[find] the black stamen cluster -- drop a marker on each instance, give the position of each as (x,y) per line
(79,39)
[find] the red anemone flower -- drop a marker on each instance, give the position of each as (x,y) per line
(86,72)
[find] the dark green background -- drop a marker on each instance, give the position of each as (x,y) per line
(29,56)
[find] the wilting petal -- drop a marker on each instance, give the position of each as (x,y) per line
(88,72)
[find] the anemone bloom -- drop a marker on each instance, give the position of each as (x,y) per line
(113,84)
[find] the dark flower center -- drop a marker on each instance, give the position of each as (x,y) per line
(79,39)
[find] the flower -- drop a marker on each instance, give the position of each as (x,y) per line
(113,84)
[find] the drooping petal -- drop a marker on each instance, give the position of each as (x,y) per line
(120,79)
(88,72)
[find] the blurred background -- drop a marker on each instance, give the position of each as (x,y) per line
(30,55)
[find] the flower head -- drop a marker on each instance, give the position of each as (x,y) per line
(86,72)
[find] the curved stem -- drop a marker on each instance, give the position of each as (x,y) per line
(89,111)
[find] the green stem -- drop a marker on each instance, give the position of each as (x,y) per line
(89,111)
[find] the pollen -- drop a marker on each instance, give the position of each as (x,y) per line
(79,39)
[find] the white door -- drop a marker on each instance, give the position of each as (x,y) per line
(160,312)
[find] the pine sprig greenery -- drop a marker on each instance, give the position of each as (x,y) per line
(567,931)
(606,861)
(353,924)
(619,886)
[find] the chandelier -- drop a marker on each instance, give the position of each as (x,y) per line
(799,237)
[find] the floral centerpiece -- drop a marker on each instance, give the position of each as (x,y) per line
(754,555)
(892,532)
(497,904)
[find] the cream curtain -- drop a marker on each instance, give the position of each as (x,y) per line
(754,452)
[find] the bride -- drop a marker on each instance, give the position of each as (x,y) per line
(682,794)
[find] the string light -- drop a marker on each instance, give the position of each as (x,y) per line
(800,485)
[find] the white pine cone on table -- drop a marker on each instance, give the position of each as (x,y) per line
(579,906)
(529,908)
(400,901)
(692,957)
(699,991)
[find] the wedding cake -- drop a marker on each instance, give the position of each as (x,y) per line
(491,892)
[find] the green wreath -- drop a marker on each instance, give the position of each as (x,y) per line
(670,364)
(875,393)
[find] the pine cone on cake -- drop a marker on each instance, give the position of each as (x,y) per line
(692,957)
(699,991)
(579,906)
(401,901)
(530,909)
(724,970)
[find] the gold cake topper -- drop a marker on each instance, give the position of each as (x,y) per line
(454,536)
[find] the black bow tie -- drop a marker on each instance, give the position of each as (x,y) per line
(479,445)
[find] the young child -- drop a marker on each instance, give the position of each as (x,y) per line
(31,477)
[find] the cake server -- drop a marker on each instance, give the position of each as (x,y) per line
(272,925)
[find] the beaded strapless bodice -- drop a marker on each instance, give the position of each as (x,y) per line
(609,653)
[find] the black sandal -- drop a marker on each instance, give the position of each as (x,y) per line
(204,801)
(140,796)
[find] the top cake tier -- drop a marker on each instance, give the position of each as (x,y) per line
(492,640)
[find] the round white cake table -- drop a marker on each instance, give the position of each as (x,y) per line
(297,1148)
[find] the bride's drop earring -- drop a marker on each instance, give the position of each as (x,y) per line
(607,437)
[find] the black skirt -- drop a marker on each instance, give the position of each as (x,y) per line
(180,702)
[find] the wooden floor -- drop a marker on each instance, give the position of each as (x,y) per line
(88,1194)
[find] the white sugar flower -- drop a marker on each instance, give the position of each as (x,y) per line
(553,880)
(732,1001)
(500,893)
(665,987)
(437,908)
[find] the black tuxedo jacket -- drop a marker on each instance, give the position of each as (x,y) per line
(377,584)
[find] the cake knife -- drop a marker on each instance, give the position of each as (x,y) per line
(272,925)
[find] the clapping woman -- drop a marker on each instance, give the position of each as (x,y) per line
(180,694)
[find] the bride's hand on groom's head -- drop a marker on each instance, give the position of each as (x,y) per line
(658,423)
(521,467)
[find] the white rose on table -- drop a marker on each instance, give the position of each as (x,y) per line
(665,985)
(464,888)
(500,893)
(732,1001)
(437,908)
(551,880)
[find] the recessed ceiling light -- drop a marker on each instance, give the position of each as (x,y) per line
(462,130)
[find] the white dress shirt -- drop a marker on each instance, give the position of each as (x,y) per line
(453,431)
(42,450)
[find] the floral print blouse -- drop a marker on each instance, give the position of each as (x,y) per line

——

Task prompt:
Repeat exactly the lines from the line containing "[find] the bride's hand" through the last line of the records above, including both, and nothing else.

Result of this task:
[find] the bride's hand on groom's head -- drop a marker on each instance, give the position of each as (x,y) per line
(658,423)
(521,467)
[find] the white rose on table -- drop a marker on each instance, give the position of each as (x,y) per line
(665,985)
(464,888)
(500,893)
(732,1001)
(437,908)
(551,880)
[find] the recessed ceiling light -- drop a marker on each instance, give the position of each as (x,y) per line
(462,130)
[find] the white dress shirt -- drop a marker on each instance, give the position of each as (x,y) per line
(453,431)
(42,450)
[find] the floral print blouse -- drop a marker on each instance, give the position of each as (x,y) per line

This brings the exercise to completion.